Nel periodo della guerra, io sono anche invalido di guerra, rimasto ferito in Albania, facevo parte della Divisione Acqui, però sono rimasto ferito il secondo giorno di Natale del 1940.
[…] Viene però l’8 settembre. Allora cosa succede? L’8 settembre era già venuto, come avevo detto prima. Lì avevano installato anche una stazione di Brigate Nere, le quali mattina e sera controllavano i documenti a tutti. Dovevamo avere la carta d’identità, farla vedere. Oggi c’era uno, domani un altro, e chiedevano continuamente questi documenti.
Va bene, fino a qui non era ancora successo nulla. Se non che prima il primo novembre i repubblichini, cioè i facenti parte della tristemente nota Repubblica Sociale Italiana di Salò, avevano formato queste Formazioni Nere, le cosiddette Brigate Nere, ed in più la Guardia Repubblicana, sempre formazioni fasciste che aiutavano, collaboravano strettamente con i tedeschi ecc…
Il primo novembre del ’44, anzi, alcuni giorni prima, due o tre giorni prima avevano messo dei gran manifesti nella frazione di Migliarina, lì dove io ero sceso dal tram, dovevo poi farmela a piedi fino a Bonviaggio. Avevano messo dei gran manifesti dove dicevano: il giorno primo novembre dalle ore 12 saranno passati per le armi dodici banditi. Alle ore 12.

..........

**Consegna A:**
Nelle registrazioni, prendi tutto ciò che va dall'inizio fino alla riga che contiene "positive clicks: (841, 536) (835, 837)", estremi inclusi, e scambia "rough mask" con "coarse mask" senza cambiare nient'altro. Riporta soltanto quelle righe e tralascia le immagini.

**Voci di dati salvate:**
..........

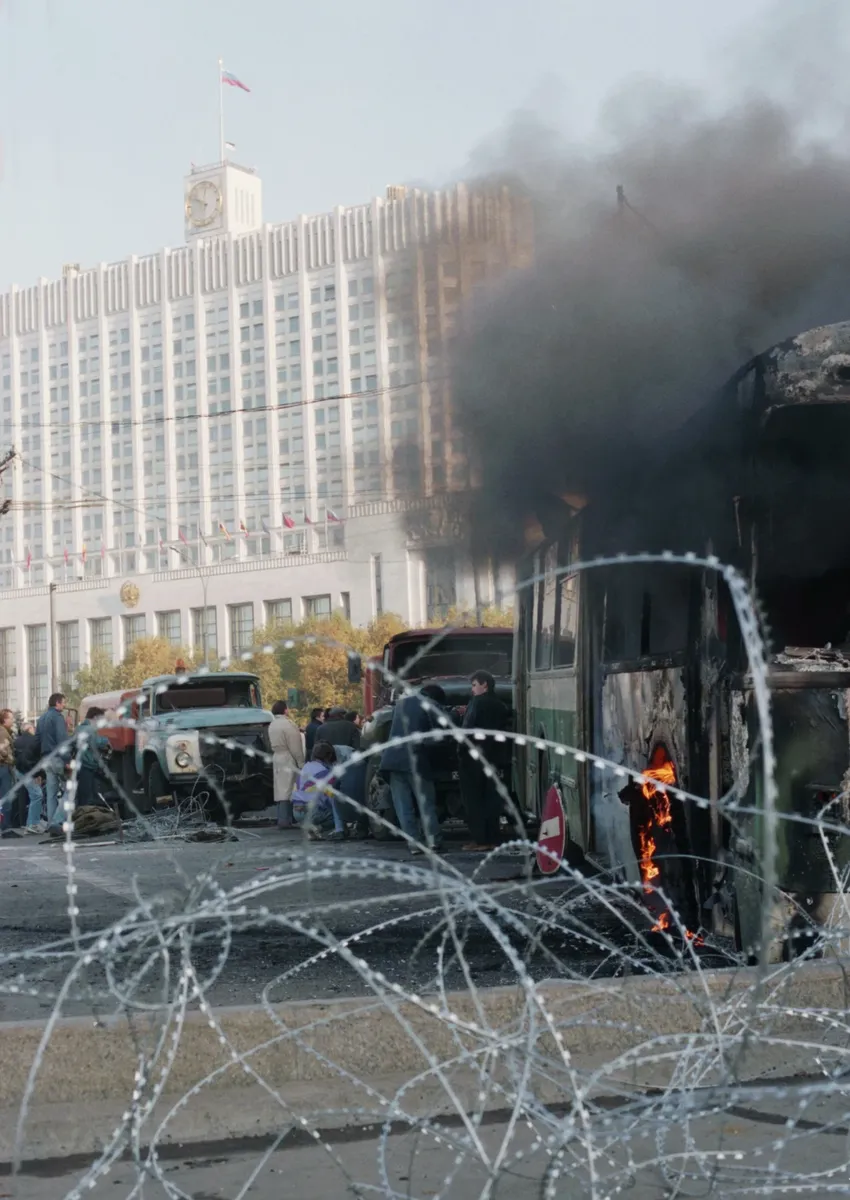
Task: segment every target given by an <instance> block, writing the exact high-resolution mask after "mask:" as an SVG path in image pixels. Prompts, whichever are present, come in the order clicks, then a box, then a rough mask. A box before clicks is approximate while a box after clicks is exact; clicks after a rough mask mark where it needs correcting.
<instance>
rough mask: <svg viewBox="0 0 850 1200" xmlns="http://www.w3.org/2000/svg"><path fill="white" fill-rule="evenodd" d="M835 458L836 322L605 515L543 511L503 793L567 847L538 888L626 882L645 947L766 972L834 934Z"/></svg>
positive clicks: (841, 536) (835, 837)
mask: <svg viewBox="0 0 850 1200" xmlns="http://www.w3.org/2000/svg"><path fill="white" fill-rule="evenodd" d="M848 451H850V323H843V324H838V325H832V326H825V328H820V329H815V330H812V331H808V332H806V334H801V335H798V336H796V337H794V338H790V340H788V341H786V342H784V343H782V344H779V346H777V347H773V348H772V349H770V350H767V352H766V353H764V354H760V355H758V356H756V358H755V359H753V360H752V361H750V362H748V364H747V365H746V366H744V367H743V368H742V370H741V371H740V372H737V374H736V376H735V377H734V378H732V379H731V380H730V383H729V384H728V386H726V388H725V389H724V390H723V392H722V394H720V395H719V396H716V397H714V398H713V400H712V401H711V403H708V404H707V406H706V407H705V409H704V410H701V412H700V413H698V415H696V416H695V418H694V419H693V420H690V421H689V422H687V424H686V425H684V426H683V427H682V428H681V430H678V431H677V432H676V433H671V434H665V437H664V439H659V449H658V454H657V458H653V461H652V462H651V463H648V462H646V461H644V462H641V463H640V464H639V466H638V468H636V469H635V474H634V478H631V479H628V480H623V486H622V488H618V490H617V493H616V494H609V496H603V497H597V496H591V497H587V498H586V499H585V500H582V502H580V503H571V504H567V503H562V504H559V505H557V504H556V505H552V506H550V508H549V509H546V511H545V514H544V515H541V517H540V520H541V526H543V538H541V540H540V541H539V544H538V545H537V546H535V547H534V548H533V551H532V552H529V554H528V557H527V559H526V560H525V562H523V563H522V564H521V566H520V572H519V574H520V590H519V596H520V599H519V602H517V606H516V622H517V624H516V631H515V680H516V707H517V714H516V722H517V725H516V727H517V731H519V732H525V733H526V734H527V736H528V742H527V743H526V744H525V745H521V746H520V748H519V749H517V754H516V762H515V773H516V781H517V792H519V794H520V796H521V798H522V800H523V804H525V806H526V808H531V809H534V808H535V809H537V811H538V814H539V815H540V818H541V822H543V824H544V826H545V828H546V832H547V833H549V834H552V832H556V833H558V834H559V839H558V838H555V839H553V842H552V844H553V845H555V848H556V851H557V853H556V856H555V857H553V858H552V857H551V856H550V859H551V862H550V863H546V860H544V862H541V863H540V866H541V869H543V870H550V869H553V865H552V864H553V863H556V862H557V856H558V854H563V857H567V856H568V853H569V852H573V853H575V854H576V856H582V854H583V856H587V857H588V858H591V859H594V860H595V862H597V863H598V865H600V866H601V868H603V869H605V870H609V871H612V872H613V874H615V875H619V876H621V877H622V876H625V877H630V878H631V880H634V881H635V883H639V884H640V886H641V892H642V895H644V900H645V905H646V911H647V920H648V923H650V929H651V930H654V931H656V932H658V934H660V932H665V934H669V935H670V936H677V937H680V938H682V940H684V938H693V940H696V938H699V936H700V930H702V931H704V932H705V931H706V930H711V931H713V932H716V934H718V932H719V934H724V932H725V934H729V936H734V937H735V940H736V943H737V947H738V949H740V950H742V952H743V953H746V954H747V955H748V956H755V955H758V954H760V953H764V954H766V955H767V958H768V959H772V960H779V959H785V958H789V956H792V955H796V954H798V953H801V952H803V950H806V948H807V947H810V946H812V944H813V943H815V942H819V940H820V944H824V943H822V934H824V926H825V925H826V926H828V925H834V924H837V922H838V919H839V916H840V912H842V905H843V893H844V892H845V890H846V886H845V880H846V877H848V866H850V838H849V836H848V832H849V830H848V826H849V820H848V817H849V812H848V786H849V784H850V736H849V728H848V702H849V698H850V520H849V518H848V512H849V511H850V472H849V470H848ZM665 553H666V556H668V557H666V558H664V557H663V556H665ZM619 556H625V560H621V562H618V560H617V559H618V558H619ZM640 556H644V557H642V558H641V557H640ZM687 556H690V558H688V557H687ZM591 559H601V562H597V563H594V564H593V566H592V568H591V569H586V570H576V571H571V570H570V564H573V563H577V562H579V560H581V562H585V563H587V562H588V560H591ZM716 564H717V565H716ZM719 564H728V565H730V566H731V568H734V569H735V572H736V574H735V575H725V574H724V572H723V571H722V570H720V569H719ZM741 583H743V584H746V586H747V587H748V588H749V589H750V590H752V592H753V593H754V594H755V596H756V600H758V605H759V610H758V611H759V618H758V619H755V620H752V619H750V617H749V616H748V612H747V604H746V598H744V596H743V589H742V587H741ZM762 654H764V658H762ZM766 716H768V720H767V721H766V720H765V718H766ZM534 738H538V739H545V740H546V742H547V743H549V742H551V743H561V744H563V745H567V746H569V748H571V749H570V752H568V754H561V755H557V754H555V752H553V751H552V750H551V748H550V746H545V748H544V746H541V744H540V743H539V742H538V743H535V742H533V740H532V739H534ZM771 739H772V740H771ZM586 755H588V757H586ZM594 755H598V756H599V757H600V758H604V760H606V761H607V762H609V763H613V764H618V766H619V767H621V768H624V769H625V770H622V769H621V770H619V772H617V770H611V769H604V770H603V769H598V768H594V767H592V757H591V756H594ZM694 797H698V798H700V799H699V800H696V799H694Z"/></svg>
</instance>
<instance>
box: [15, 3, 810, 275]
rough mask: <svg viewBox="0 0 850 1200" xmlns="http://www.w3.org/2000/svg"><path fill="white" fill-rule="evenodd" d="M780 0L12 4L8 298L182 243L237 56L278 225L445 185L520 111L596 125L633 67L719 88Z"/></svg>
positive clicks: (574, 123) (229, 110) (229, 104)
mask: <svg viewBox="0 0 850 1200" xmlns="http://www.w3.org/2000/svg"><path fill="white" fill-rule="evenodd" d="M767 2H768V0H712V2H711V4H698V2H696V0H640V2H636V0H606V2H605V4H599V2H598V0H531V2H528V0H429V2H427V4H424V2H423V0H391V2H390V0H358V2H357V4H352V2H351V0H313V2H311V4H300V5H299V4H281V2H280V0H240V2H239V4H237V2H234V0H144V2H140V4H132V2H127V0H0V289H5V288H7V287H8V284H10V283H12V282H16V283H19V284H20V286H24V287H26V286H30V284H31V283H34V282H35V281H36V278H37V277H38V276H47V277H48V278H53V277H56V276H58V275H60V272H61V266H62V263H67V262H79V263H83V264H84V265H85V266H89V265H95V264H97V263H98V262H114V260H116V259H120V258H124V257H126V256H127V254H150V253H154V252H155V251H157V250H158V248H160V247H161V246H174V245H180V242H181V241H182V238H184V227H182V221H184V212H182V206H184V199H182V176H184V174H185V172H186V170H187V169H188V166H190V163H191V162H192V161H194V162H197V163H204V162H212V161H214V160H215V158H216V157H217V154H219V83H217V80H219V68H217V60H219V58H220V56H221V55H223V56H225V66H226V67H227V68H228V70H229V71H233V72H234V73H235V74H237V76H238V77H239V78H240V79H243V80H244V83H245V84H246V85H247V86H250V88H251V91H250V92H244V91H238V90H232V89H227V90H226V95H225V115H226V133H227V137H228V139H231V140H233V142H235V144H237V150H235V151H234V157H235V160H237V161H238V162H241V163H245V164H247V166H251V167H256V168H257V169H258V172H259V174H261V175H262V178H263V185H264V216H265V220H268V221H271V222H277V221H288V220H292V218H293V217H297V216H298V214H299V212H322V211H325V210H329V209H331V208H333V206H334V205H336V204H361V203H364V202H365V200H367V199H369V198H371V197H372V196H379V194H383V191H384V187H385V185H387V184H407V182H413V181H417V180H426V181H427V182H430V184H442V182H444V181H445V180H448V179H450V178H451V176H453V175H455V174H456V173H459V172H462V169H463V167H465V163H466V161H467V158H468V155H469V150H471V148H473V146H475V145H478V144H479V143H481V142H483V140H486V139H487V138H489V137H490V136H491V134H495V133H496V131H497V130H498V128H499V127H501V126H502V125H503V122H504V121H505V120H507V119H508V116H509V114H510V113H511V112H514V110H515V109H517V108H520V107H525V106H531V107H537V108H540V109H544V110H546V112H547V113H550V114H552V113H553V114H556V116H557V119H558V120H562V119H563V120H569V122H570V127H571V128H574V130H577V131H580V132H582V133H586V132H587V131H588V130H589V128H591V127H592V125H593V121H594V115H595V112H597V109H598V107H599V104H600V102H601V101H603V98H604V97H605V95H606V94H607V92H609V91H610V90H611V88H613V86H616V85H617V84H618V83H619V82H622V80H623V79H624V78H628V77H629V76H633V74H646V76H652V77H663V78H684V79H688V80H702V82H705V83H706V85H707V86H710V88H711V89H712V90H713V91H722V90H723V88H724V86H725V83H724V72H723V71H720V72H718V71H717V68H716V66H714V59H716V53H720V54H723V55H725V53H726V52H725V50H724V49H723V48H724V47H729V46H734V44H735V43H736V42H737V41H738V40H740V38H742V37H744V36H746V34H744V32H741V31H746V29H747V22H748V20H750V19H755V17H756V16H758V13H760V12H761V11H762V10H764V8H765V6H766V4H767ZM800 2H801V4H802V2H803V0H800ZM713 52H716V53H713ZM724 70H725V68H724Z"/></svg>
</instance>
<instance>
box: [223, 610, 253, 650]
mask: <svg viewBox="0 0 850 1200" xmlns="http://www.w3.org/2000/svg"><path fill="white" fill-rule="evenodd" d="M228 610H229V613H231V654H241V653H243V652H244V650H250V649H251V646H252V643H253V605H252V604H232V605H228Z"/></svg>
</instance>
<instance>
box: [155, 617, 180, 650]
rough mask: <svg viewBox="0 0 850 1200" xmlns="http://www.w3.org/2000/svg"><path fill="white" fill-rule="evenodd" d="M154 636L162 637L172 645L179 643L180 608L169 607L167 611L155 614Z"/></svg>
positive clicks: (179, 638)
mask: <svg viewBox="0 0 850 1200" xmlns="http://www.w3.org/2000/svg"><path fill="white" fill-rule="evenodd" d="M156 636H157V637H164V640H166V641H167V642H169V643H170V644H172V646H179V644H180V640H181V638H180V610H179V608H170V610H169V611H168V612H157V614H156Z"/></svg>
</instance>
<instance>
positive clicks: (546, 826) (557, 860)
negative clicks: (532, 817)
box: [535, 784, 567, 875]
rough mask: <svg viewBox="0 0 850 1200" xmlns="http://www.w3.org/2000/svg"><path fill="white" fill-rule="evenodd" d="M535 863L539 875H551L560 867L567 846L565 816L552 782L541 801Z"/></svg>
mask: <svg viewBox="0 0 850 1200" xmlns="http://www.w3.org/2000/svg"><path fill="white" fill-rule="evenodd" d="M537 840H538V850H537V852H535V853H537V865H538V866H539V868H540V874H541V875H553V874H555V872H556V871H557V870H558V869H559V868H561V860H562V859H563V857H564V847H565V846H567V816H565V814H564V804H563V800H562V799H561V792H559V791H558V788H557V787H556V786H555V784H552V786H551V787H550V788H549V791H547V792H546V799H545V800H544V802H543V814H541V816H540V833H539V834H538V836H537Z"/></svg>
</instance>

..........

**Consegna B:**
Nel brano sulla guerra, di quale divisione faceva parte chi racconta?

**Spazio risposta A:**
Task: segment every target given by an <instance> block, writing the exact high-resolution mask after "mask:" as an SVG path in image pixels. Prompts, whichever are present, come in the order clicks, then a box, then a coarse mask. A box before clicks is approximate while a box after clicks is exact; clicks after a coarse mask mark where it needs correcting.
<instance>
coarse mask: <svg viewBox="0 0 850 1200" xmlns="http://www.w3.org/2000/svg"><path fill="white" fill-rule="evenodd" d="M835 458L836 322L605 515L543 511L503 793L567 847L538 888L626 882L645 947L766 972L834 934Z"/></svg>
positive clicks: (841, 536) (835, 837)

**Spazio risposta B:**
Della Divisione Acqui.